PASSAGE:
»»

What are the threats you have received?
The first threat came on September 10 when I went for a meeting of my organisation T-MASS [Telangana Mass]. Then the Arya Vyasa community [the Vaishya merchant caste] organisations started to threaten me. Soon, Arya Vysa organisations were burning my effigies, tearing up my photographs and abusing me. A deliberate campaign started from that very day. Since that day, I get hundreds of phone calls, one after the other, throughout the night. They come from all over India. The callers use very abusive language. Now, I never pick up calls from unknown numbers.

After a week, on September 17, a Telugu Desam Party MP, TG Venkatesh – he is from the Arya Vyasa community and he is the second richest person in Andhra Pradesh and Telangana – called a press conference. He said I should be killed and hanged in the street like it happens in the Middle East.

He asked why the Vyasa community should help farmers who are committing suicide. The banks are responsible for the farmers, not him.

I filed a case for the September 10 threats. Then, I filed a case against TG Venkatesh. We wanted to go in a procession and file the case but the government did not allow us. But dozens of us still went and filed the case.

Both times, I asked for protection from the Telangana government. But until today, they have not posted policemen outside my house.

««

RAW DATA:
»»

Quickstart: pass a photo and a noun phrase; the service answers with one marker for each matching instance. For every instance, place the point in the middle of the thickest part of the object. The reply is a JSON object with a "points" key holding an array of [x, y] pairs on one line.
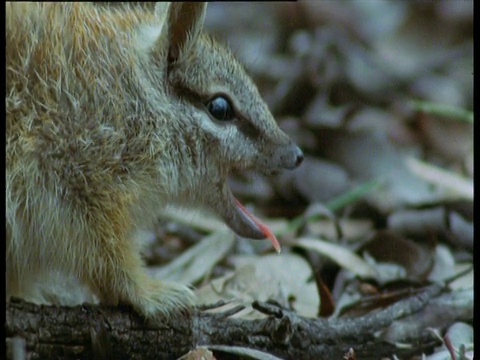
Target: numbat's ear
{"points": [[184, 21]]}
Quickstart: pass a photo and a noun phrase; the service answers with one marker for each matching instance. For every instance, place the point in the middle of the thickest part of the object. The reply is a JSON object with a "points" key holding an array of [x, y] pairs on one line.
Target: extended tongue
{"points": [[263, 228], [240, 220]]}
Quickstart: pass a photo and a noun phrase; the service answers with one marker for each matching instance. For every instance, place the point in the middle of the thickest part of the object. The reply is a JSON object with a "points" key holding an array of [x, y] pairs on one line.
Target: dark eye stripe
{"points": [[245, 126]]}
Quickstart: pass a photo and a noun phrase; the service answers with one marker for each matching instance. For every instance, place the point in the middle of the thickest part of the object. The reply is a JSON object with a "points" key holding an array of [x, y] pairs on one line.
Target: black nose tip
{"points": [[299, 155]]}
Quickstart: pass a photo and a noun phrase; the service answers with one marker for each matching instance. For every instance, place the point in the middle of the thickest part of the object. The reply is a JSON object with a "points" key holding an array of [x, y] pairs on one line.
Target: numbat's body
{"points": [[112, 113]]}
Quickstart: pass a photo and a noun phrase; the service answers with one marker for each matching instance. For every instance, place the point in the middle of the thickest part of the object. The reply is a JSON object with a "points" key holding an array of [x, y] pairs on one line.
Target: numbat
{"points": [[113, 112]]}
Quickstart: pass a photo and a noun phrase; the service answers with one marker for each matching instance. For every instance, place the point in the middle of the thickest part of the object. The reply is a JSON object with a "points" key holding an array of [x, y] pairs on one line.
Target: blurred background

««

ACTIONS TO TAKE:
1. Reproduce the interview word for word, starting at the words "He asked why" and ending after "outside my house.".
2. Answer these questions using the interview:
(a) On what date did the first threat come?
(b) Of which party is TG Venkatesh an MP?
(c) What has the Telangana government not done, despite the requests for protection?
3. Carry the interview about the threats forward from its last sentence.

EXPECTED RESPONSES:
1.
He asked why the Vyasa community should help farmers who are committing suicide. The banks are responsible for the farmers, not him.

I filed a case for the September 10 threats. Then, I filed a case against TG Venkatesh. We wanted to go in a procession and file the case but the government did not allow us. But dozens of us still went and filed the case.

Both times, I asked for protection from the Telangana government. But until today, they have not posted policemen outside my house.

2.
(a) September 10.
(b) The Telugu Desam Party.
(c) It has not posted policemen outside the speaker's house.

3.
Then, I went for a meeting with my organisation on September 23. On the way back, the Arya Vysa groups accosted me in Parakal town. They had stones and chappals in their hands. They attempted to attack my car. But my driver quickly made a turn and we got away. Then we rushed to the police station. The mob came running to the station as well but the police stopped them. We filed a case and I came back to Hyderabad under police protection.

The Arya Vysas community in both states is being allowed to take out rallies, and abuse me for a book I wrote in 2009.

Why do you think the Telangana government has not given you protection?
I don’t know. The government allowed the Telugu Desam Party MP to come to Hyderabad and issue a fatwa against me. And until today, they have not responding to my requests for protection. The state home minister, in fact, has issued a statement saying Kancha Ilaiah is wrong, he should not write books like that. He condemned me in the presence of leaders from the Arya Vysa community. Another minister Harish Rao said I should stop writing. The chief minister has neither issued a statement nor provided me with protection. I have no idea why.

Has the Telugu Desam Party taken any action against TG Venkatesh?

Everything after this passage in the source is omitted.